[start Recorded data]

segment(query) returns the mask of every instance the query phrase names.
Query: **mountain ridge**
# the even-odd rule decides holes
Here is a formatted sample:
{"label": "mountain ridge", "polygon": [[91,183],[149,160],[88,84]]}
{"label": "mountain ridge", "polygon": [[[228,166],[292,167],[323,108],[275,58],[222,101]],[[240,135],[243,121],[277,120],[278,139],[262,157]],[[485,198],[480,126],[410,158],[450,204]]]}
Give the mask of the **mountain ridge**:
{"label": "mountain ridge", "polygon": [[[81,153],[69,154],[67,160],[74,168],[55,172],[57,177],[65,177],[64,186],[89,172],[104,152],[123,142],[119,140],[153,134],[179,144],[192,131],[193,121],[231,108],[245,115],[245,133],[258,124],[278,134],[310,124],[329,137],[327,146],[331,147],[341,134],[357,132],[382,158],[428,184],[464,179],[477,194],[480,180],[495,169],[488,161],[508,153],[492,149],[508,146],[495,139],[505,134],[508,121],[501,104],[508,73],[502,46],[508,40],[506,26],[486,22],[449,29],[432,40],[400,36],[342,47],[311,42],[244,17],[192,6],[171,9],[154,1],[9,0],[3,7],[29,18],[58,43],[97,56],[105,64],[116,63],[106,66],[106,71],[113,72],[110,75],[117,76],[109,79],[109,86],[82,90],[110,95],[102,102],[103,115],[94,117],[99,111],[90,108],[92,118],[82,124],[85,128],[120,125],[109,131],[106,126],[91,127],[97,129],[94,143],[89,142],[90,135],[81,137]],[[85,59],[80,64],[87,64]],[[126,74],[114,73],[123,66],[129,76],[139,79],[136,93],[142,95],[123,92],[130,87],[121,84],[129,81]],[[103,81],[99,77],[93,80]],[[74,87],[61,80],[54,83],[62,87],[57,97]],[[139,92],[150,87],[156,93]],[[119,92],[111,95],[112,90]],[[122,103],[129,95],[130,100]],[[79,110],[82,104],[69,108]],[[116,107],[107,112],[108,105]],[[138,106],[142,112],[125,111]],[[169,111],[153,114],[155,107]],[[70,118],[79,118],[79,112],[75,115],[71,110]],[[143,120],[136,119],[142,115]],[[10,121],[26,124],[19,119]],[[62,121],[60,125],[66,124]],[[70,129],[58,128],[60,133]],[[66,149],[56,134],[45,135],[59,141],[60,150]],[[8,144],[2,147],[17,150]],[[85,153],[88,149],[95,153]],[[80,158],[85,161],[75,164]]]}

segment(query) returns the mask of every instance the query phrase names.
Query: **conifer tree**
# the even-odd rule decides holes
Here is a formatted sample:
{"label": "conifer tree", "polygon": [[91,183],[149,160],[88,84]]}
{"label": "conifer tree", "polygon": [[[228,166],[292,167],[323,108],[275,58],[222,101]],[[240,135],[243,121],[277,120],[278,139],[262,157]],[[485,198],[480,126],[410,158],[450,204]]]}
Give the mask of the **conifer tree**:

[end Recorded data]

Directive → Set down the entire listing above once more, reproducing every line verbatim and in its original order.

Right answer →
segment(query) returns the mask of every instance the query phrase names.
Query: **mountain ridge**
# the even-odd rule decides holes
Here is a formatted sample:
{"label": "mountain ridge", "polygon": [[91,183],[149,160],[88,84]]}
{"label": "mountain ridge", "polygon": [[[228,166],[292,167],[323,108],[275,58],[222,101]],[[240,135],[243,121],[277,120],[278,139],[262,157]],[[485,198],[480,126],[410,158],[450,204]]]}
Give the mask of the **mountain ridge**:
{"label": "mountain ridge", "polygon": [[[81,153],[69,154],[67,160],[74,168],[55,172],[57,177],[65,177],[64,186],[89,172],[104,152],[123,142],[119,140],[153,134],[179,144],[192,131],[193,121],[231,108],[245,115],[245,133],[258,124],[278,134],[310,124],[329,137],[327,146],[331,147],[341,134],[357,132],[382,158],[428,184],[464,179],[477,194],[480,180],[495,169],[488,161],[508,153],[492,149],[508,146],[495,139],[505,134],[508,121],[501,104],[508,73],[502,46],[508,40],[506,26],[486,22],[449,29],[432,40],[400,36],[342,47],[311,42],[244,17],[192,6],[171,9],[154,1],[9,0],[3,7],[29,18],[58,43],[97,56],[105,64],[116,63],[106,66],[106,71],[113,72],[110,75],[117,76],[109,79],[109,86],[82,90],[110,95],[102,102],[103,115],[94,117],[99,111],[90,108],[92,118],[82,124],[85,128],[120,125],[109,131],[106,126],[91,127],[97,129],[94,143],[89,142],[90,135],[81,137]],[[85,59],[80,64],[87,64]],[[126,74],[114,73],[123,66],[129,76],[139,79],[136,93],[142,95],[123,92],[130,87],[121,84],[129,81]],[[103,81],[99,77],[93,80]],[[74,87],[61,80],[54,83],[62,87],[57,97]],[[139,92],[150,87],[156,93]],[[119,92],[111,95],[112,90]],[[122,103],[129,95],[130,100]],[[79,110],[82,104],[69,108]],[[116,107],[107,112],[108,105]],[[138,106],[142,112],[125,111]],[[169,111],[153,114],[155,107]],[[70,118],[79,118],[79,112],[75,115],[71,110]],[[143,120],[136,119],[142,115]],[[10,121],[26,124],[19,119]],[[62,121],[60,125],[66,124]],[[70,129],[58,128],[60,133]],[[66,149],[56,134],[45,135],[59,141],[60,150]],[[8,144],[2,147],[17,150]],[[85,153],[88,149],[95,153]],[[80,158],[85,161],[75,164]]]}

segment(query) returns the mask of every instance the query phrase names.
Query: **conifer tree**
# the even-odd rule decides holes
Here is a formatted sample:
{"label": "conifer tree", "polygon": [[91,183],[149,160],[88,84]]}
{"label": "conifer tree", "polygon": [[[228,166],[292,167],[323,108],[275,58],[222,101]],[[240,135],[243,121],[277,120],[278,139],[262,157]],[[485,198],[480,126],[410,158],[450,204]]]}
Give the mask of the **conifer tree**:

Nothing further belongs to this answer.